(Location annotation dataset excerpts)
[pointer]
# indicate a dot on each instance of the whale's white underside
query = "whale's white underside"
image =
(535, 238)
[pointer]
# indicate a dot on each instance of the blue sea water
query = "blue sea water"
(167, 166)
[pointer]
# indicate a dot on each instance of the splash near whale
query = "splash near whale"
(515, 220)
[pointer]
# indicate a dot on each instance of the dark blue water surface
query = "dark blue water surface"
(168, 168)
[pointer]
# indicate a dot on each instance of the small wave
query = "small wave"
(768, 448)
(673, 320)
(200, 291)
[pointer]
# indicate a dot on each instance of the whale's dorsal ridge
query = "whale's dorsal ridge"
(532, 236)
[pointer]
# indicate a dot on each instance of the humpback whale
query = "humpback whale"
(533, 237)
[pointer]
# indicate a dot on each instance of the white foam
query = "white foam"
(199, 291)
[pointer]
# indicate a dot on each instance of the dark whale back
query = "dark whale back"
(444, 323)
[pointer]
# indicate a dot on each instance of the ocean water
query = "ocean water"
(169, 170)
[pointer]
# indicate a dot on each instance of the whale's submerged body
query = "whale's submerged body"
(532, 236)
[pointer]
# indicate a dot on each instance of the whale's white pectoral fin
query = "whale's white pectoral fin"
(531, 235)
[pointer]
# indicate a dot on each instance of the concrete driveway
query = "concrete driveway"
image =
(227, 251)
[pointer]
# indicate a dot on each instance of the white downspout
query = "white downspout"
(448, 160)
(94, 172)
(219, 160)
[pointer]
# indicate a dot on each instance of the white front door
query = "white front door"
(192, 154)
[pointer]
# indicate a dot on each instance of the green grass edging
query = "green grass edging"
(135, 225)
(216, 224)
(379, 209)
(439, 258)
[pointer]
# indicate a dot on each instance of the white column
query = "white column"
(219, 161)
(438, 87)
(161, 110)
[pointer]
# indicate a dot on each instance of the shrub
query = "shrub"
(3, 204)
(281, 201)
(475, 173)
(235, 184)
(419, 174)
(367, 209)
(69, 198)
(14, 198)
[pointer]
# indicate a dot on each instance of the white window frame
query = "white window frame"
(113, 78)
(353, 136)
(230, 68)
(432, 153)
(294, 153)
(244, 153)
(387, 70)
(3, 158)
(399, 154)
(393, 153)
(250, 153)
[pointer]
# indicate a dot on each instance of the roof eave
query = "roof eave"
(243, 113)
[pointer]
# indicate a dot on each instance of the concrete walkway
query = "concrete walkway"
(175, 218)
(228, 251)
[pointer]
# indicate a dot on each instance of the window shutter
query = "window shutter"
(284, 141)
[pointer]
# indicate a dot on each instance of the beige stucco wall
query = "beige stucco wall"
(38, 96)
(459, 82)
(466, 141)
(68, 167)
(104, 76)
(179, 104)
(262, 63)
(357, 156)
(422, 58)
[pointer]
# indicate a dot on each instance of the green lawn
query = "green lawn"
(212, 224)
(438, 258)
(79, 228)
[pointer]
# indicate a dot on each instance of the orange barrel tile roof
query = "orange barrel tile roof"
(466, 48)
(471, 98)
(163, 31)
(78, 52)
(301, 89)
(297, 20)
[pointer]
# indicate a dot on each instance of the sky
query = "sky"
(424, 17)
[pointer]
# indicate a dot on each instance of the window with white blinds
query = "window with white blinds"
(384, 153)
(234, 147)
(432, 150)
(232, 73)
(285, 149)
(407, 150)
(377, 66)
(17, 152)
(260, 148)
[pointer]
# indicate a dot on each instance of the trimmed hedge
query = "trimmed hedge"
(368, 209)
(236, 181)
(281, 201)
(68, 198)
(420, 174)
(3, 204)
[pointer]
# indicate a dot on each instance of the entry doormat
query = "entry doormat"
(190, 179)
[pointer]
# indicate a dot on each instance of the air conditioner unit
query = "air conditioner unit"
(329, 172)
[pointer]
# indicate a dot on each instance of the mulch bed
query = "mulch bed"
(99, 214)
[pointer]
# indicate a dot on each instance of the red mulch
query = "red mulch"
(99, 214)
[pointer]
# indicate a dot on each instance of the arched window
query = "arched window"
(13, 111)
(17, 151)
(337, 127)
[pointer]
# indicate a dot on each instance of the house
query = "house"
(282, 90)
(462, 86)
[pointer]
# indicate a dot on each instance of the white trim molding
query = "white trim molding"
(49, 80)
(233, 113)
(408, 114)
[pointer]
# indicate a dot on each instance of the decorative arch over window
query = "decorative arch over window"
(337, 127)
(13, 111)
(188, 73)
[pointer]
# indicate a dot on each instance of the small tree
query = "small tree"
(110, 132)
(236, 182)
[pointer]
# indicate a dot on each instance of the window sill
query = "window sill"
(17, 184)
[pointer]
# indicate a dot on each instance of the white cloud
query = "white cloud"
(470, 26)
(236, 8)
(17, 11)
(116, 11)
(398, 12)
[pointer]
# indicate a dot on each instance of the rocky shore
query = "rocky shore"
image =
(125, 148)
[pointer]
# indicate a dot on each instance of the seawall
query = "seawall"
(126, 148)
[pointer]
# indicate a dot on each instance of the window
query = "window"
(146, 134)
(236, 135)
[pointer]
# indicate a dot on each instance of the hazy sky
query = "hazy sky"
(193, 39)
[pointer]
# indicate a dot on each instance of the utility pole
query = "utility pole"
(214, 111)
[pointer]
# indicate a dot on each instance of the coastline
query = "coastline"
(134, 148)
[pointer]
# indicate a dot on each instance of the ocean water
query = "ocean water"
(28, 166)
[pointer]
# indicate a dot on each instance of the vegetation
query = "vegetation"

Required task. Output an exact copy of each record.

Answer below.
[pointer]
# indicate a dot on each instance of the whale's white underside
query = "whale's white underside"
image =
(535, 238)
[pointer]
# indicate a dot on each instance of the blue sea water
query = "blue sea water"
(167, 166)
[pointer]
# indicate a dot on each instance of the splash near whale
query = "splash near whale"
(515, 220)
[pointer]
# indicate a dot on each instance of the dark blue water surface
query = "dark blue water surface"
(168, 168)
[pointer]
# indicate a dot on each instance of the small wave
query = "small wave"
(768, 448)
(673, 320)
(200, 291)
[pointer]
# indicate a dot on each instance of the whale's dorsal ridge
query = "whale's dorsal ridge"
(532, 236)
[pointer]
# indicate a dot on each instance of the humpback whale
query = "humpback whale"
(533, 237)
[pointer]
# indicate a dot on each instance of the white foam
query = "white foam"
(199, 291)
[pointer]
# indicate a dot on each instance of the dark whale back
query = "dark whale back"
(444, 323)
[pointer]
# indicate a dot on each instance of the ocean water
query = "ocean water"
(169, 170)
[pointer]
# indicate a dot on each instance of the whale's submerged body
query = "whale's submerged body"
(532, 236)
[pointer]
# indicate a dot on each instance of the whale's white pectoral fin
query = "whale's white pectoral fin"
(531, 235)
[pointer]
# indicate a dot on each instance of the concrete driveway
query = "concrete driveway"
image =
(227, 251)
[pointer]
# indicate a dot on each instance of the white downspout
query = "white downspout"
(448, 160)
(94, 172)
(219, 160)
[pointer]
# indicate a dot on each instance of the white front door
query = "white front door"
(192, 154)
[pointer]
# indicate a dot on each instance of the green grass edging
query = "green grass edging"
(135, 225)
(216, 224)
(379, 209)
(439, 258)
[pointer]
# indicate a dot on each instance of the white column
query = "white column"
(219, 161)
(438, 87)
(161, 110)
[pointer]
# indicate a dot on each instance of the shrub
query = "shrub"
(3, 204)
(281, 201)
(475, 173)
(235, 184)
(419, 174)
(367, 209)
(69, 198)
(14, 198)
[pointer]
# indicate a dot on each instance of the white window frame
query = "white window frame"
(113, 78)
(353, 136)
(230, 68)
(432, 153)
(294, 153)
(244, 153)
(387, 70)
(3, 158)
(399, 154)
(393, 153)
(250, 153)
[pointer]
# indicate a dot on each instance of the roof eave
query = "roof eave"
(243, 113)
[pointer]
# indicate a dot on each instance of the concrete walkway
query = "concrete walkway"
(175, 218)
(228, 251)
[pointer]
# indicate a dot on each instance of the window shutter
query = "window shutter"
(284, 141)
[pointer]
# indicate a dot on each instance of the beige stucco wall
query = "beige stucco wall"
(38, 96)
(459, 82)
(466, 141)
(68, 167)
(104, 76)
(179, 104)
(262, 63)
(357, 156)
(422, 58)
[pointer]
# indicate a dot on each instance of the green lawn
query = "green lawn"
(212, 224)
(438, 258)
(79, 228)
[pointer]
# indicate a dot on each instance of the orange barrel tile roof
query = "orange barrel tile roof"
(466, 48)
(471, 98)
(163, 31)
(78, 52)
(301, 89)
(297, 20)
[pointer]
# indicate a dot on each instance of the sky
query = "sky"
(424, 17)
[pointer]
# indicate a dot on each instance of the window with white blinds
query = "window with white blinds"
(384, 153)
(234, 147)
(432, 150)
(232, 73)
(285, 149)
(407, 150)
(377, 66)
(17, 152)
(260, 148)
[pointer]
# indicate a dot on each instance of the trimmed hedge
query = "trimmed hedge"
(368, 209)
(236, 181)
(281, 201)
(68, 198)
(420, 174)
(3, 204)
[pointer]
# indicate a dot on each instance of the entry doormat
query = "entry doormat"
(190, 179)
[pointer]
# indicate a dot on each instance of the air conditioner unit
query = "air conditioner unit"
(329, 172)
[pointer]
# indicate a dot on each instance of the mulch bed
query = "mulch bed"
(99, 214)
[pointer]
# indicate a dot on each instance of the red mulch
query = "red mulch"
(99, 214)
[pointer]
# indicate a dot on each instance of the arched window
query = "arched window"
(13, 111)
(17, 151)
(337, 127)
[pointer]
# indicate a dot on each instance of the house
query = "house"
(282, 90)
(462, 86)
[pointer]
# indicate a dot on each instance of the white trim molding
query = "white trim molding"
(49, 80)
(233, 113)
(408, 114)
[pointer]
# indicate a dot on each instance of the decorative arch over window
query = "decorative arch over window"
(337, 127)
(13, 111)
(188, 73)
[pointer]
# indicate a dot on each instance of the small tree
query = "small tree"
(110, 132)
(236, 182)
[pointer]
# indicate a dot on each instance of the window sill
query = "window sill"
(17, 184)
[pointer]
# indicate a dot on each instance of the white cloud
query = "white cloud"
(470, 26)
(236, 8)
(17, 11)
(116, 11)
(398, 12)
[pointer]
# indicate a dot on each instance of the rocky shore
query = "rocky shore"
image =
(125, 148)
[pointer]
# indicate a dot on each instance of the seawall
query = "seawall"
(126, 148)
[pointer]
# indicate a dot on each instance of the window
query = "window"
(146, 134)
(236, 135)
[pointer]
# indicate a dot on each instance of the hazy sky
query = "hazy sky"
(193, 39)
[pointer]
# indicate a dot on each instance of the utility pole
query = "utility pole"
(214, 111)
[pointer]
# indicate a dot on each instance of the coastline
query = "coastline"
(134, 148)
[pointer]
# indicate a dot on each instance of the ocean water
query = "ocean water"
(28, 166)
[pointer]
# indicate a dot on each instance of the vegetation
query = "vegetation"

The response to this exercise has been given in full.